Items from a dataset:

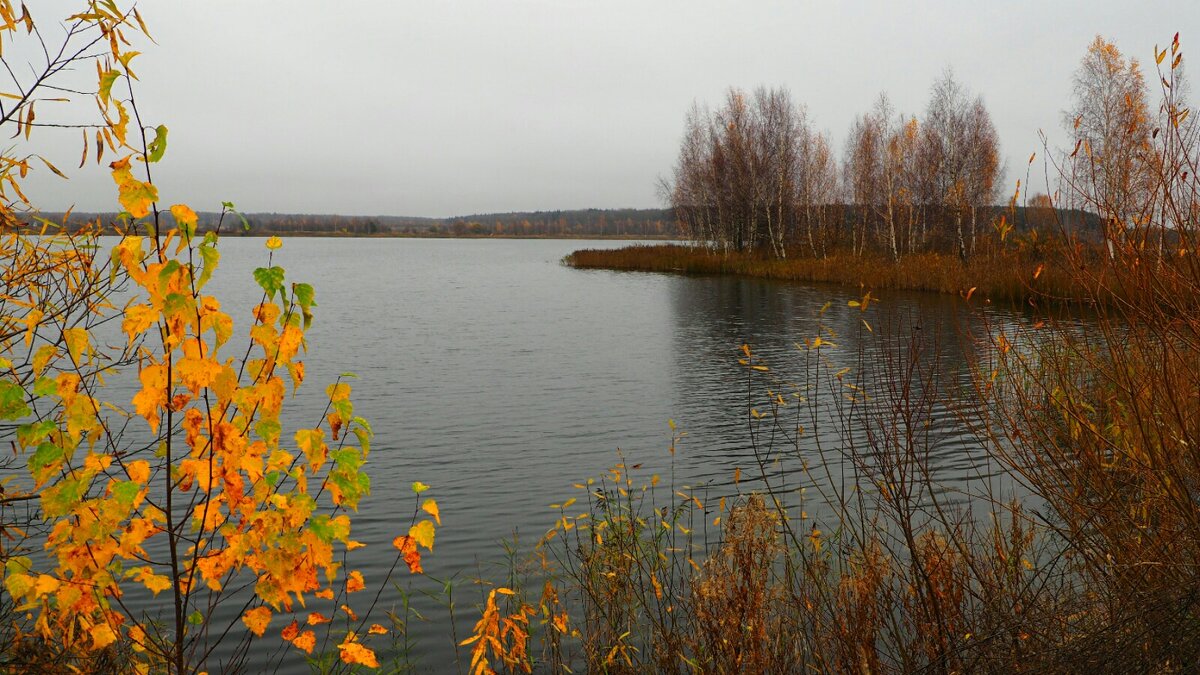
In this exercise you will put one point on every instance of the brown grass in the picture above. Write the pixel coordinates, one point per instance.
(1007, 276)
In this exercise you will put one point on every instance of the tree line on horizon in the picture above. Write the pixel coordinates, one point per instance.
(756, 174)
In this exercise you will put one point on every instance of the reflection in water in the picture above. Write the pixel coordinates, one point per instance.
(501, 377)
(891, 376)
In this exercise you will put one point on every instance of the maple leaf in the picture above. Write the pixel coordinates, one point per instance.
(305, 641)
(354, 652)
(257, 620)
(407, 545)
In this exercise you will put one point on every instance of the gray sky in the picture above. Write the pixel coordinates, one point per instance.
(453, 107)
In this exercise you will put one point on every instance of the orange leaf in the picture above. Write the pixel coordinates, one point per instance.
(102, 635)
(354, 652)
(257, 620)
(305, 641)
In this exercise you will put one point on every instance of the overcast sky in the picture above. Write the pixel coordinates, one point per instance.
(439, 108)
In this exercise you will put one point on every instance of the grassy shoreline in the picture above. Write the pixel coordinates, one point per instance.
(1002, 276)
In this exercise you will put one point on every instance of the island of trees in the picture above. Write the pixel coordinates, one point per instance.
(923, 197)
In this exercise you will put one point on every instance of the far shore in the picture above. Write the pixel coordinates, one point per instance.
(1000, 276)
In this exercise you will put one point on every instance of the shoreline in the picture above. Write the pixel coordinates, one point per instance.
(1000, 278)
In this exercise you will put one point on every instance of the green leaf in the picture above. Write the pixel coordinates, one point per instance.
(304, 297)
(270, 279)
(125, 491)
(179, 303)
(269, 431)
(211, 257)
(45, 459)
(232, 209)
(159, 145)
(35, 432)
(45, 387)
(168, 269)
(12, 400)
(59, 499)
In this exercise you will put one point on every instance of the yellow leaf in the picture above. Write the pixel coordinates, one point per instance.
(102, 635)
(431, 507)
(257, 620)
(423, 533)
(184, 215)
(46, 585)
(138, 471)
(407, 547)
(305, 641)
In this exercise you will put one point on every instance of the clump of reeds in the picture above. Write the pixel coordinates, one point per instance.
(1007, 275)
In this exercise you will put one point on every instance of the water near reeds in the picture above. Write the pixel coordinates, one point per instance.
(499, 377)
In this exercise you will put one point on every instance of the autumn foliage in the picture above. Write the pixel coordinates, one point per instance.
(192, 489)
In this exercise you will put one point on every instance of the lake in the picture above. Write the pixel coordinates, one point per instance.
(499, 377)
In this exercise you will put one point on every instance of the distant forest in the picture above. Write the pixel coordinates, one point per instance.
(565, 223)
(649, 223)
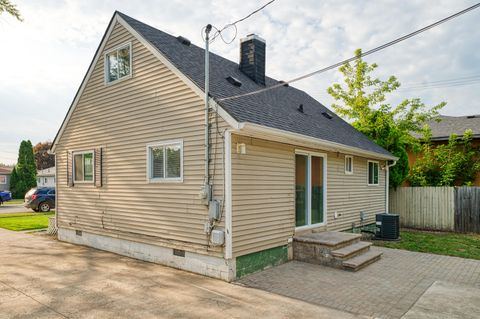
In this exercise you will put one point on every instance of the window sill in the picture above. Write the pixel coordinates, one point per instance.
(108, 83)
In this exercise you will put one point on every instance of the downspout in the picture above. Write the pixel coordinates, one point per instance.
(228, 194)
(387, 184)
(207, 190)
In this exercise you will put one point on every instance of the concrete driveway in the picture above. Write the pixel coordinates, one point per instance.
(43, 278)
(387, 289)
(10, 209)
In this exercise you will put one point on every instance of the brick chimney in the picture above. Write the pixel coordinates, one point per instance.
(252, 57)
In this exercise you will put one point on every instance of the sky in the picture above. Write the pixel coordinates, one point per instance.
(45, 57)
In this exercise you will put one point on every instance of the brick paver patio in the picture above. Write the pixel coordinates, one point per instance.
(385, 289)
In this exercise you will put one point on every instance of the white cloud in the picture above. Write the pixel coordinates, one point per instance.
(49, 52)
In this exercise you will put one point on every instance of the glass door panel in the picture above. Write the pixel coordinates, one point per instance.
(301, 188)
(317, 190)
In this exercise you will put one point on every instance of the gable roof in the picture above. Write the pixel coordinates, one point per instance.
(454, 125)
(276, 109)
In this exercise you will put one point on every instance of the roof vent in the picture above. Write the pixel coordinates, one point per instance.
(327, 115)
(183, 40)
(234, 81)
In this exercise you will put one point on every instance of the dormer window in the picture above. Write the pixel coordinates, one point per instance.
(118, 63)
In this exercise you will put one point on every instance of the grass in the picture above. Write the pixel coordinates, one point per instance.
(440, 243)
(25, 221)
(14, 202)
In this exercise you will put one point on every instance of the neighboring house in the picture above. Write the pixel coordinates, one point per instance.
(46, 177)
(448, 125)
(131, 159)
(5, 172)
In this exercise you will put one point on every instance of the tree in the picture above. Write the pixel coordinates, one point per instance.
(363, 103)
(25, 171)
(42, 158)
(454, 163)
(10, 8)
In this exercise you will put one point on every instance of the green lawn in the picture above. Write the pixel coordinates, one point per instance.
(14, 202)
(25, 221)
(441, 243)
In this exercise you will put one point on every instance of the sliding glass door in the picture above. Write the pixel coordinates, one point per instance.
(309, 189)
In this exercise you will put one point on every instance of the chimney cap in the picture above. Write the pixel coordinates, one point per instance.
(252, 36)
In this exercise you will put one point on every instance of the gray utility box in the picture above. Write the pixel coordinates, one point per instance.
(387, 226)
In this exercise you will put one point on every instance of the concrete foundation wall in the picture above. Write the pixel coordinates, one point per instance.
(201, 264)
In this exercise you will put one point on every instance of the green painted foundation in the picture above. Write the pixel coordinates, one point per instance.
(254, 262)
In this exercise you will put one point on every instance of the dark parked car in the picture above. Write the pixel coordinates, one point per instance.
(40, 199)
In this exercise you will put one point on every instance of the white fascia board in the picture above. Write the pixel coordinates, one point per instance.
(299, 139)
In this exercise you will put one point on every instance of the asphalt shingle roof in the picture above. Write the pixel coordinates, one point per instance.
(276, 108)
(454, 125)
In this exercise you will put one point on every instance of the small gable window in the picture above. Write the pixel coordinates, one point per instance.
(165, 162)
(348, 164)
(372, 173)
(118, 63)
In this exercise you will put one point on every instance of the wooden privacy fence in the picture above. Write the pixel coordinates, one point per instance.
(437, 208)
(467, 209)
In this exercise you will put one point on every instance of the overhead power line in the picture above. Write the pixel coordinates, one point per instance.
(371, 51)
(465, 80)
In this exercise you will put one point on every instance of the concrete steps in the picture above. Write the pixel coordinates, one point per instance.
(363, 260)
(352, 250)
(334, 249)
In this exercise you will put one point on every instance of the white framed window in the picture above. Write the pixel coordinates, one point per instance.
(83, 167)
(165, 162)
(348, 164)
(373, 172)
(118, 63)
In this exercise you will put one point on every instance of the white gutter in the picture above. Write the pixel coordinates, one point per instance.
(228, 194)
(387, 184)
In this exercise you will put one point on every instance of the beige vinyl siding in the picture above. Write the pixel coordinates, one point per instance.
(263, 188)
(122, 118)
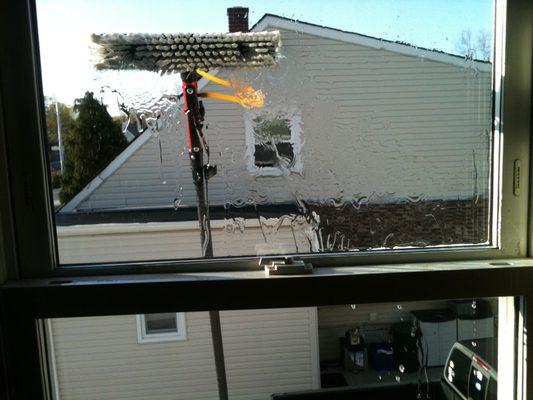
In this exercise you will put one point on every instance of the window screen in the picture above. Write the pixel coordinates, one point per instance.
(369, 126)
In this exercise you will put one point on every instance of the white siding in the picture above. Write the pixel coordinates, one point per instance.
(266, 351)
(375, 123)
(171, 240)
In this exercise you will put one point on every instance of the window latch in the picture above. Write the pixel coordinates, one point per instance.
(285, 266)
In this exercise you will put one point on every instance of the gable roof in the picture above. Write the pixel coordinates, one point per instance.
(276, 21)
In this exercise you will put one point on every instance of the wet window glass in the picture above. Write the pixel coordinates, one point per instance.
(181, 131)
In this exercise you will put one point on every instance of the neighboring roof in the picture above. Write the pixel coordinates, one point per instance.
(106, 172)
(143, 215)
(276, 21)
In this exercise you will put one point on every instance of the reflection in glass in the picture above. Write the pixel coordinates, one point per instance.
(421, 350)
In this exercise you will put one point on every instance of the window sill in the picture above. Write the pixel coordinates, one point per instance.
(133, 294)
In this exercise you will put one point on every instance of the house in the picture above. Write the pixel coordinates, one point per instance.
(337, 159)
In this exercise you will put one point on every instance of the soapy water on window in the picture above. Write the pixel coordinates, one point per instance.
(393, 151)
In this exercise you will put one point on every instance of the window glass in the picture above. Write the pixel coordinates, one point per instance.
(161, 327)
(366, 126)
(407, 350)
(160, 323)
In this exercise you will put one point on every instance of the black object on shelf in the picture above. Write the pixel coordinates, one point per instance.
(405, 346)
(471, 309)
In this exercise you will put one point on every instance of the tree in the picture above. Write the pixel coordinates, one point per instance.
(479, 47)
(65, 118)
(95, 140)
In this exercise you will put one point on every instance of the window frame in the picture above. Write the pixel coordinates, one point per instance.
(28, 248)
(34, 236)
(143, 336)
(293, 113)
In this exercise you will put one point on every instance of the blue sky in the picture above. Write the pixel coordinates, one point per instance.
(65, 26)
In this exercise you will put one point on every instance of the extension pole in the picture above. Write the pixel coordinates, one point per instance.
(194, 114)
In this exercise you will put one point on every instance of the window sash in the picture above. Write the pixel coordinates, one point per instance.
(34, 233)
(51, 298)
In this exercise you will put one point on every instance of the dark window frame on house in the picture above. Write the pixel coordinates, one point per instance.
(30, 249)
(254, 144)
(176, 332)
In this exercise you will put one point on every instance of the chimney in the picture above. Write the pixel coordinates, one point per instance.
(238, 19)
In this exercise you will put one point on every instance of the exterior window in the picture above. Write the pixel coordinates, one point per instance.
(161, 327)
(273, 142)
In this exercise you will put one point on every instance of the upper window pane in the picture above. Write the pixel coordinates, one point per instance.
(346, 127)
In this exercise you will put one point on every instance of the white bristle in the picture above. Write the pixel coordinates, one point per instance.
(185, 52)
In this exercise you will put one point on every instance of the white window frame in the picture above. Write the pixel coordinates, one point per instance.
(294, 115)
(145, 337)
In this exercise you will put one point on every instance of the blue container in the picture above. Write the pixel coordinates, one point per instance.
(382, 356)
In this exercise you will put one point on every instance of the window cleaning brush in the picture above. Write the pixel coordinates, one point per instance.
(189, 54)
(186, 52)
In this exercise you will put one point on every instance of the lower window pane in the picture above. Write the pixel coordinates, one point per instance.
(442, 349)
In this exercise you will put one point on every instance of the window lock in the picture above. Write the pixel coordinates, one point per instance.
(285, 266)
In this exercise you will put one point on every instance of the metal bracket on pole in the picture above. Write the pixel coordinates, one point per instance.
(201, 173)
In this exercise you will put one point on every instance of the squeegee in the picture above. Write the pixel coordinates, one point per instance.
(191, 55)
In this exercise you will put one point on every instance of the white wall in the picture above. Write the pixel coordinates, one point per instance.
(375, 123)
(172, 240)
(266, 351)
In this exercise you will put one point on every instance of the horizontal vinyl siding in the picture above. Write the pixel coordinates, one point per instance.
(266, 351)
(172, 240)
(375, 123)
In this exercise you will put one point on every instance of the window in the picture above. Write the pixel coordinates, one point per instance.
(273, 142)
(492, 168)
(352, 146)
(162, 327)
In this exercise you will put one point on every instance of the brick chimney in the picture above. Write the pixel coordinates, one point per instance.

What you will do:
Give again the closing portion of the entries, from the line with "of the metal" through the last line. Keep it exact and add nothing.

Answer area:
In this exercise you will put one point on every instance of the metal bracket on pole in the picture above. Write the pixel coordinates, one point per instance.
(201, 173)
In this exercise you will put one point on every instance of the squeegee in the picture above. Write the pixel coordinates, one point per instance.
(191, 55)
In this exercise you will put one point on every instance of the white wall in the picture above. Write the pixel coordinates, one point per instance.
(375, 123)
(172, 240)
(266, 351)
In this exercise you will put one point on every instance of the horizontal vinyl siding in the picture above. Write the pixel coordinates, one point per instance.
(266, 351)
(172, 240)
(375, 123)
In this exercise you will put one point on every instance of the window in the picture above. Write the pixel coordinates, one point per instance.
(273, 142)
(492, 168)
(352, 146)
(162, 327)
In this exercise you will put one point on every instance of the brick chimney in the picture above. Write the pixel coordinates, one point per instance.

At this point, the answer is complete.